## Article
_ _ _ _

Blog post

Electoral fraud

What is left for the left after the reelection of Emmanuel Macron in France? According to Frédéric Lordon, the French election of 2022 will not have been totally in vain if it at least allows us to disengage ourselves from electoral belief. In relation to its purpose, which is to ‘bring politics to life’, election is a fraud.

Frédéric Lordon 9 May 2022

Electoral fraud

Let me be clear: it is not a question of saying that there was fraud in the election. It’s saying that the election is a fraud.

This is a very complicated story because, in politics, it is difficult to do without institutions, and therefore some form of representation. So, some form of designation – of election. But what is politics when it is not simply government policy? Politics is the collective in action. And what is an election (at least ours)? An election is the fragmentation of political subjects, transformed into atoms by entering the voting booth. Under these conditions, despite claiming to be the most complete expression of politics, election is only its disfigurement. In relation to its purpose, which is to ‘bring politics to life’, election is a fraud. By definition, where there is an election there is no more politics, except of a mutilated kind. In any case, no more politics that is not institutional, no living politics. Thought experiment: say that a great event happens in the streets, a big and powerful movement that opens a deep crisis. An election is organised to draw the ‘political outcome’: the thing dies. It’s unavoidable. Just as there are love-killers, so there are politics-killers: elections.

Where do you go to find living politics? Everywhere but in a polling station: in a march that takes to the streets, in a company when a strike and a general meeting are called, in a university lecture hall that is occupied, on a roundabout of Gilets Jaunes. But, above all, not in a polling booth where, for those who don’t understand this, you find yourself isolated – an individual, cut off from any collective.

The repressed collective and its return

If politics is, above all, the collective in action, election is the repression of this. But, as we know, the repressed regularly ‘returns’. Most often in unrecognisable forms.

When voters say that they base their behaviour on the polls, when they choose a ‘useful vote’, or reproach those who do not want to ‘put up a barrier’ of ‘letting them do the dirty work instead’, it is each time the repressed collective that comes back, invoking figures of interaction or coordination that are unaware of themselves. All these arguments are solecisms in the light of what electoral grammar really is. For interaction only makes sense in the collective. By definition, the grammar of electoral exercise only knows separate individuals, and cuts them off from any contact at the most crucial moment: that of decision. It is therefore absurd to refer to collective coordination in an exercise that forbids this by definition.

_ _ _ _

## Supplied material

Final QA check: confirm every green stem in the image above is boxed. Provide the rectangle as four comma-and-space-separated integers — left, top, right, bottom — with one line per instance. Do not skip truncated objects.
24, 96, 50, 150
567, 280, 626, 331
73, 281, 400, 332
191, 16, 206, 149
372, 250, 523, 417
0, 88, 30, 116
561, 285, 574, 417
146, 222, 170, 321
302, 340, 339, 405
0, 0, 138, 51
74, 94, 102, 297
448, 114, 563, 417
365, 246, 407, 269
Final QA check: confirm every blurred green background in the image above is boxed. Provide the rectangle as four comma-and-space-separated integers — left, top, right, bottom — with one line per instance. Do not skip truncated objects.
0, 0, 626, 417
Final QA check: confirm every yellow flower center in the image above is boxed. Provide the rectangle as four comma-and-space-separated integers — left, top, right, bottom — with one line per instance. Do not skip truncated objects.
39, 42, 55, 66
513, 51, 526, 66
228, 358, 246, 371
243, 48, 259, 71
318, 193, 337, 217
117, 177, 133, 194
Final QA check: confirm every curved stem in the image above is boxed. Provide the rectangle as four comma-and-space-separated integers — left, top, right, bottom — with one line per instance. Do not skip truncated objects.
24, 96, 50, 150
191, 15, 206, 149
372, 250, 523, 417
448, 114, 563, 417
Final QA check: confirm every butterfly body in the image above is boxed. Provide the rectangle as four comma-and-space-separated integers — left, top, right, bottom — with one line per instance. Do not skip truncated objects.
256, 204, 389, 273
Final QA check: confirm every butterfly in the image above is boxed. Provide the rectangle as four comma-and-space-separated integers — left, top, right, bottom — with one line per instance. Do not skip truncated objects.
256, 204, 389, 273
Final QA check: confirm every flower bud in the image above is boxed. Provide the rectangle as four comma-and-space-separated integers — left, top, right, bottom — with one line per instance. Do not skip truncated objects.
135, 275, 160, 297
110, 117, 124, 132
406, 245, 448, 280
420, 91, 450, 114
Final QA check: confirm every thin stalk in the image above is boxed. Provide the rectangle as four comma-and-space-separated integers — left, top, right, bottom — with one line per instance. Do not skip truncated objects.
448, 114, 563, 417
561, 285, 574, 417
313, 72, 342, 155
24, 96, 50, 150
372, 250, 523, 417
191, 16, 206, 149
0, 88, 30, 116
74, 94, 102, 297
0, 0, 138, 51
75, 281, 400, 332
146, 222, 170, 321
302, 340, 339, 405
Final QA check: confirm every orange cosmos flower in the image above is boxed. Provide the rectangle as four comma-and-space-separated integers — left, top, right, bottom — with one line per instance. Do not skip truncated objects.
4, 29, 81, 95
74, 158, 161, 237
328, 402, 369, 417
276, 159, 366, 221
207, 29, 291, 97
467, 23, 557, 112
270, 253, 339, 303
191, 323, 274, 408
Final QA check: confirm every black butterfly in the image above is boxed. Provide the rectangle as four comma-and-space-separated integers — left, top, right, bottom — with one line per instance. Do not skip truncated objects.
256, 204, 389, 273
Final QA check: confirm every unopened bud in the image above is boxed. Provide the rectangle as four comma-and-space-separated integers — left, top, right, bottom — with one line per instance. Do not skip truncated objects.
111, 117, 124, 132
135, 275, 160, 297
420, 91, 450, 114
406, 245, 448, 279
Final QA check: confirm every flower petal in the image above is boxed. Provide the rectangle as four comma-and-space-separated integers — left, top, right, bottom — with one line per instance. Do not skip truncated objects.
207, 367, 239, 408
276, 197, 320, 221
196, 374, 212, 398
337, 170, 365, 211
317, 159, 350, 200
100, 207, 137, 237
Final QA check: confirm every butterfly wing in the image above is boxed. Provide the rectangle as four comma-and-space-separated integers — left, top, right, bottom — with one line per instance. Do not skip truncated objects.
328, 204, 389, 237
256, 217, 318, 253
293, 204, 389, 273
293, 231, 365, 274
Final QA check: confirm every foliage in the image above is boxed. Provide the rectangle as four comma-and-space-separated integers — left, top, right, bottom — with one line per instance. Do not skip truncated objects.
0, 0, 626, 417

_ _ _ _

## What this exercise asks
1. Rewrite the paragraph of the blog post on electoral fraud that begins "Where do you go to find living politics?" as a short list that keeps its main points.
2. Using the blog post on electoral fraud, answer each question in a single line:
(a) On what date is the post dated?
(b) What does an election turn political subjects into when they enter the voting booth?
(c) If politics is the collective in action, what is election said to be?
3. From the blog post on electoral fraud, copy out everything from "If politics is, above" down to "in unrecognisable forms.", word for word.

## Problem solutions
1.
- Living politics is found everywhere except in a polling station.
- Examples: a street march, a company where a strike and a general meeting are called, an occupied university lecture hall, and a Gilets Jaunes roundabout.
- It is not found in the polling booth, where each person is isolated as an individual and cut off from any collective.

2.
(a) 9 May 2022.
(b) Atoms.
(c) The repression of the collective in action.

3.
If politics is, above all, the collective in action, election is the repression of this. But, as we know, the repressed regularly ‘returns’. Most often in unrecognisable forms.